> [Instructions for the task] Nothing but the text should be carried over: reproduce all the data exactly and leave out every image.

> [Image point grounding data]
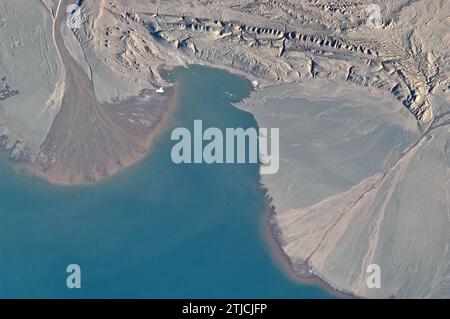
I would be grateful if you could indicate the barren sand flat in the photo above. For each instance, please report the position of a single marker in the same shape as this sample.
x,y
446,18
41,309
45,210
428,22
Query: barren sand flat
x,y
360,93
355,188
30,66
89,140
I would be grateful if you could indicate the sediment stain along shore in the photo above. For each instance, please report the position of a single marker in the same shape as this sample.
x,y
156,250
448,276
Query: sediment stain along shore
x,y
89,140
157,229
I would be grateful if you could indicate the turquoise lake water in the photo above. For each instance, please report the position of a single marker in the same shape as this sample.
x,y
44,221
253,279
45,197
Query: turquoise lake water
x,y
157,229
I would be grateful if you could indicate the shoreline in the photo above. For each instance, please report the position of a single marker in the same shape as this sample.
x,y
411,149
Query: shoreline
x,y
270,233
156,132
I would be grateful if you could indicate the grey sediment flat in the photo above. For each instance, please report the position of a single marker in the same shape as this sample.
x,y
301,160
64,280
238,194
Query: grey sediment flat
x,y
89,140
359,183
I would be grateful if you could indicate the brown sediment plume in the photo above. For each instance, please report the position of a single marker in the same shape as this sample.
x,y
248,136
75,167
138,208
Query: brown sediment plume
x,y
89,140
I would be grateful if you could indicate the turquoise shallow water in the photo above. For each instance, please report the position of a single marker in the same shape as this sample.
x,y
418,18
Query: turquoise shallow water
x,y
156,229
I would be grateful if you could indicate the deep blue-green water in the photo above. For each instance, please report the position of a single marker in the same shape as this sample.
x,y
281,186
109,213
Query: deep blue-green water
x,y
156,229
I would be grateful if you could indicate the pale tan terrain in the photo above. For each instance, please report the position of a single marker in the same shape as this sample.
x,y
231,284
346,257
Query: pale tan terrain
x,y
364,175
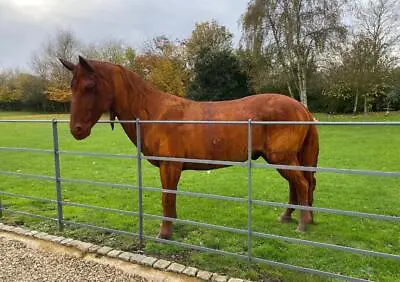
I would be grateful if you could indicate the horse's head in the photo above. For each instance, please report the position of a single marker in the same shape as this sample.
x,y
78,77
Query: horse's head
x,y
91,96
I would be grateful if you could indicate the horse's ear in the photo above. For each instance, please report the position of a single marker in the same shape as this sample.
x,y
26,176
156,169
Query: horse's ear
x,y
85,64
112,118
67,64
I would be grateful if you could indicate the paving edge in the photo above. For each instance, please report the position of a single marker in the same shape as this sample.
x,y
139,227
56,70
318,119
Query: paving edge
x,y
135,258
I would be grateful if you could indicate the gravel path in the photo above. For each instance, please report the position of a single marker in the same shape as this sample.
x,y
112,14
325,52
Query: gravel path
x,y
18,262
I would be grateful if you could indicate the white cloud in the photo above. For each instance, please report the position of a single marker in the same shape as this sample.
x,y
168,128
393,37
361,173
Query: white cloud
x,y
24,24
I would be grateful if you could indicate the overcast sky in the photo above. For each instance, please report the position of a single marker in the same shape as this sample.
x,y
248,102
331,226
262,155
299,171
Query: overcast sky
x,y
25,24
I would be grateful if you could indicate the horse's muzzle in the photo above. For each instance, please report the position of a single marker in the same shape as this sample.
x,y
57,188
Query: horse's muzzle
x,y
79,131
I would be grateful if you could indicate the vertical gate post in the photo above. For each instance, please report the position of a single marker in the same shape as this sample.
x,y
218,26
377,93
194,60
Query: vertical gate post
x,y
1,208
249,191
56,154
139,182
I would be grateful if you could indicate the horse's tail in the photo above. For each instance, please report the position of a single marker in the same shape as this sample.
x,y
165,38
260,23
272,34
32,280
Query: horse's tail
x,y
308,156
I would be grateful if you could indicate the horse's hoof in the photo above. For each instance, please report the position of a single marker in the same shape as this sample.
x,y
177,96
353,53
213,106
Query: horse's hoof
x,y
301,228
285,219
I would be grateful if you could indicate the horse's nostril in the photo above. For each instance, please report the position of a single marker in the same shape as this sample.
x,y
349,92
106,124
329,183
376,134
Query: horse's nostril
x,y
78,128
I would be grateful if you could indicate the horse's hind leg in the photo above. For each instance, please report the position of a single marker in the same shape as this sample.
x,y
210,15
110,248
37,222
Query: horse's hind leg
x,y
286,216
170,174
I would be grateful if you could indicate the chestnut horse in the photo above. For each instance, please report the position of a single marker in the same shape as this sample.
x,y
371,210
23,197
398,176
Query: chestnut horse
x,y
100,87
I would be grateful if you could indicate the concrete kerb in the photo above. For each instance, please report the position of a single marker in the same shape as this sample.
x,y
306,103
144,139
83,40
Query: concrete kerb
x,y
135,258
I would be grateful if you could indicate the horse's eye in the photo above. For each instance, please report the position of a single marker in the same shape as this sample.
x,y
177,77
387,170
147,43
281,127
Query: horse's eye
x,y
90,86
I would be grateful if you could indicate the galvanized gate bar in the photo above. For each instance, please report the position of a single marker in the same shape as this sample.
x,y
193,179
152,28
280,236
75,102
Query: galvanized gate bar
x,y
327,169
139,182
331,211
259,260
361,123
198,161
211,196
99,183
94,154
33,150
249,191
249,164
217,227
28,175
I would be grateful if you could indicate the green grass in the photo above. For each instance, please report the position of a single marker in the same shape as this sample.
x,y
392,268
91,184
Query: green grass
x,y
358,147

> [The answer]
I would be grateful if you could indicate the barren sand flat in the photo above. For each instance, please report the position of a single marker in the same shape as this sample.
x,y
446,18
41,309
45,210
428,22
Query: barren sand flat
x,y
360,93
355,188
30,66
89,140
I would be grateful if you could indicate the sediment stain along shore in the photo above. For each instance, please report the position of a single marker in the same shape as this sample.
x,y
156,250
448,276
Query: sediment stain along shore
x,y
89,140
157,229
I would be grateful if you could indicate the turquoise lake water in the photo above. For each instance, please report the position of a single marker in the same shape as this sample.
x,y
44,221
253,279
45,197
Query: turquoise lake water
x,y
157,229
I would be grateful if you could indicate the shoreline in the photo above. For each instance, please report the position of a single marker in the same shape as this sample.
x,y
411,149
Query: shoreline
x,y
270,233
156,132
I would be grateful if you could indicate the grey sediment flat in the photo above. For each instance, please report the position of a single marker in the same shape as this sample.
x,y
301,160
64,280
238,194
Query: grey sediment flat
x,y
89,140
359,183
I would be grateful if you could indicate the brown sediment plume in the photo above. For each instance, please report the position of a single marker in the same shape as this sample.
x,y
248,136
75,167
138,208
Query: brown sediment plume
x,y
89,140
I would be grateful if you could indicate the turquoise shallow water in the photo above. For each instance, please report the position of a single marker in the same shape as this sample.
x,y
418,18
Query: turquoise shallow water
x,y
156,229
I would be grateful if you could indicate the deep blue-green water in the photo above. For each instance, please report the position of a single marker in the same shape as this sample.
x,y
281,186
109,213
Query: deep blue-green water
x,y
156,229
I would be grateful if you could indicate the pale tan terrain in the photo above. For each instance, please report the position of a single marker in the same shape as this sample.
x,y
231,284
346,257
Query: pale tan terrain
x,y
364,175
I would be grateful if you could indicate the horse's head in the photo above. For each instance, please report the position of a single marker in the same shape as this sample.
x,y
78,77
Query: horse's head
x,y
91,96
I would be grateful if you could indicate the horse's ear in the photo above. For each instance, please report the position of a single marker in the same shape as this sample.
x,y
26,176
156,169
Query: horse's ear
x,y
85,64
112,118
67,64
I would be grateful if you could indicate the paving edge in the photo above. For each instance, please report the position of a single marker in the same shape as this sample.
x,y
139,227
56,70
318,119
Query: paving edge
x,y
135,258
I would be grateful if you could indicate the gravel path in the photo above. For each instance, please report the position of a single marker in the same shape as this sample.
x,y
112,14
325,52
Query: gravel path
x,y
18,262
I would be grateful if you could indicate the white cloud in the photo above. For each instance, please report the position of a single marker in the same shape as this sample.
x,y
168,128
393,37
361,173
Query: white cloud
x,y
24,24
I would be grateful if you could indicate the overcast sky in the photo above. For each instance, please report the position of a single marker in the same shape as this sample.
x,y
248,102
331,226
262,155
299,171
Query: overcast sky
x,y
25,24
I would be grateful if you could indicate the horse's muzzle in the photo above. For each instance, please report the position of a single marker in the same shape as this sample.
x,y
57,188
Query: horse's muzzle
x,y
79,131
I would be grateful if you could indicate the vertical gate post in the photo above. For each instance, please report the position of a single marker in the same shape as this sample.
x,y
218,26
377,93
194,60
Query: vertical gate post
x,y
1,208
249,191
56,154
139,182
I would be grateful if you could indicate the horse's tail in the photo above. For each instance, please report the position of a single marker in the same shape as this sample.
x,y
165,38
260,23
272,34
32,280
Query: horse's tail
x,y
308,156
I would be grateful if you could indicate the horse's hoof in the photo above. For each instance, please report the position of a single marker in the same shape as this sample.
x,y
177,96
353,53
213,106
Query: horse's hoof
x,y
301,228
285,219
I would be grateful if you could indicate the horse's nostril in the photo above. For each instance, please report the position of a single marker in the same shape as this sample.
x,y
349,92
106,124
329,183
376,134
Query: horse's nostril
x,y
78,128
I would be grateful if you could indicate the horse's hind leg in the photo above. For each instance, please report the position of a single marker in the same shape as this sample.
x,y
210,15
110,248
37,222
Query: horse's hind leg
x,y
286,216
170,174
I would be grateful if you could indicate the chestnut horse in the photo above. For each instance, please report the position of a single marker in the same shape as this sample.
x,y
371,210
23,197
398,176
Query: chestnut horse
x,y
100,87
I would be grateful if you could indicate the concrete kerb in the photo above. For each instance, please report the position of a single marker in the same shape as this sample.
x,y
306,103
144,139
83,40
Query: concrete kerb
x,y
135,258
I would be grateful if you could indicate the horse's eye in the photo above. For each instance, please report the position of a single marker in the same shape as this sample.
x,y
177,77
387,170
147,43
281,127
Query: horse's eye
x,y
90,86
I would be grateful if you could indicate the galvanized gate bar in the photo above. For each instance, please report the position of a single marker in the same shape as this sample.
x,y
193,179
152,28
280,236
75,102
Query: galvanized gate bar
x,y
327,169
139,182
331,211
259,260
361,123
198,161
211,196
99,183
94,154
33,150
249,191
249,164
217,227
28,175
I would be grateful if you could indicate the green grass in the photo above. For each instance, please report the position of a single marker in the same shape as this sample.
x,y
392,268
91,184
Query: green grass
x,y
358,147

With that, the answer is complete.